PROBLEM REQUIREMENTS:
Track down each line below containing the string "small" and copy it.

Data entries:
-- Opening Marker --

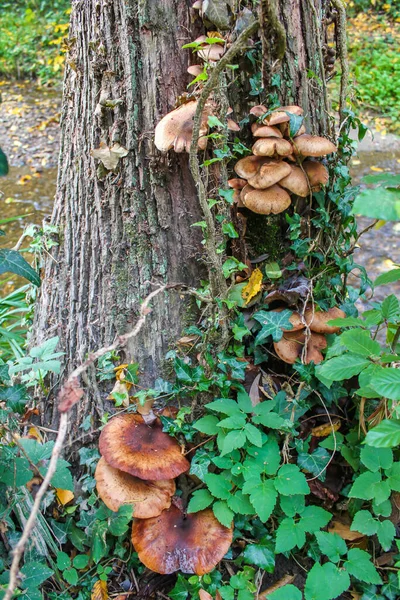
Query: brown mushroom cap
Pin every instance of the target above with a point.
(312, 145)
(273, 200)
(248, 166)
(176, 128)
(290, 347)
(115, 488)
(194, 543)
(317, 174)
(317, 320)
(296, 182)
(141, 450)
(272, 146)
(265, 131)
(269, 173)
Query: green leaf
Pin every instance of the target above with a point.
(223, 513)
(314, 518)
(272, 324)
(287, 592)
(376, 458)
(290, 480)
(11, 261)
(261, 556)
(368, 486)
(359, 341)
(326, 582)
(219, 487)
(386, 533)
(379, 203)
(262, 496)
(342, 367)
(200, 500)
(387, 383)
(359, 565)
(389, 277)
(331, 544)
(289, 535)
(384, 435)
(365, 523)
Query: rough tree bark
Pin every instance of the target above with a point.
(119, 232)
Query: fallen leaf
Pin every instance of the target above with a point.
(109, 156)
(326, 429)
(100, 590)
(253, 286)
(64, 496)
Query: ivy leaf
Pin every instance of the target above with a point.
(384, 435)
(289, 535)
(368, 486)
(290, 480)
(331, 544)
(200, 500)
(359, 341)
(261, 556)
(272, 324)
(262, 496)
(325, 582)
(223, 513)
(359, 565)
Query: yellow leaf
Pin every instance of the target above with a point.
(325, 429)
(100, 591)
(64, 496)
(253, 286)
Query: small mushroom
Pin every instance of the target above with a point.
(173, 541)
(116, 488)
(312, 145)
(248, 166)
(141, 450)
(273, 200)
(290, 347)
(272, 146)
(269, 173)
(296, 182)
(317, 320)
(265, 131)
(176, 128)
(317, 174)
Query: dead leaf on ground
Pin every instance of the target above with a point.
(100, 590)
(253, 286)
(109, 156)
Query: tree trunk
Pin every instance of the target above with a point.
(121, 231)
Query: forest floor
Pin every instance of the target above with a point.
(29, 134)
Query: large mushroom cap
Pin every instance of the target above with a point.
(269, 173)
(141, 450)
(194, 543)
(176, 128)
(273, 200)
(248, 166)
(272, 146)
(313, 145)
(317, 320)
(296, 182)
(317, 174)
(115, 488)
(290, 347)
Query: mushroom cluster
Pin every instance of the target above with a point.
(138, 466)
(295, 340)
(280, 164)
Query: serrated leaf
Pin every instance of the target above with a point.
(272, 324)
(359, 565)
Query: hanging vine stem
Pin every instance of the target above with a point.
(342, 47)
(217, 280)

-- Closing Marker --
-- Opening Marker --

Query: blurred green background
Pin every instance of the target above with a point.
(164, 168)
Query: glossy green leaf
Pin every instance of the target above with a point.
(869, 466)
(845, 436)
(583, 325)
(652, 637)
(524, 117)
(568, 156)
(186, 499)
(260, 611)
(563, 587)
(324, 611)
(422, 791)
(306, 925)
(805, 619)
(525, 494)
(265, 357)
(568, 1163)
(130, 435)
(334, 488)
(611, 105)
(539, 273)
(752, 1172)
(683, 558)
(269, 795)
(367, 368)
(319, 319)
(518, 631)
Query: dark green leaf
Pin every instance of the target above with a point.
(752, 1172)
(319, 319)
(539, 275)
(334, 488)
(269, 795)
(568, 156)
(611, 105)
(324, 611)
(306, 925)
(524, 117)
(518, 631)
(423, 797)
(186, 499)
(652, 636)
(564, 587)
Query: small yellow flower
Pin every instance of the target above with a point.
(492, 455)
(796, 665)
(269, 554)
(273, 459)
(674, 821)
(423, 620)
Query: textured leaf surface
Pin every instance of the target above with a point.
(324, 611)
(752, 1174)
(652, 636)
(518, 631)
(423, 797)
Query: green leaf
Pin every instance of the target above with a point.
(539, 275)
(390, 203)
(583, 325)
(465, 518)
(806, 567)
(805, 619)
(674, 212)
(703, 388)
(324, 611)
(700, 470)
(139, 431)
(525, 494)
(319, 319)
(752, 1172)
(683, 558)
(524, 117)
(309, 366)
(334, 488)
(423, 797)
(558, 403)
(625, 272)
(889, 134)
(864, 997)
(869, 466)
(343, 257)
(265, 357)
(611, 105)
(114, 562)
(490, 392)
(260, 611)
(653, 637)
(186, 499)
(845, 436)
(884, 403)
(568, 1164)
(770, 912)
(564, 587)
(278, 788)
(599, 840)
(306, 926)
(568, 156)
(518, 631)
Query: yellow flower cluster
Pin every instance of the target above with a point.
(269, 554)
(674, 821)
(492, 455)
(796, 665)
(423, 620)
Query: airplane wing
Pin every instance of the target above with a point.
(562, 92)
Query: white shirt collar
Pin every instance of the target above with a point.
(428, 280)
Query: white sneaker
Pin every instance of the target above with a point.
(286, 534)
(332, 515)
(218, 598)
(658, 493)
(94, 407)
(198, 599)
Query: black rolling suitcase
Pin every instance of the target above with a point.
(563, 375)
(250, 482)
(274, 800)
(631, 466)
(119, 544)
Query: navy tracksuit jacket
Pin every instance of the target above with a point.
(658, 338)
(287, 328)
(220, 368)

-- Closing Marker --

SOLUTION:
Query: small mushroom
Query: small yellow flower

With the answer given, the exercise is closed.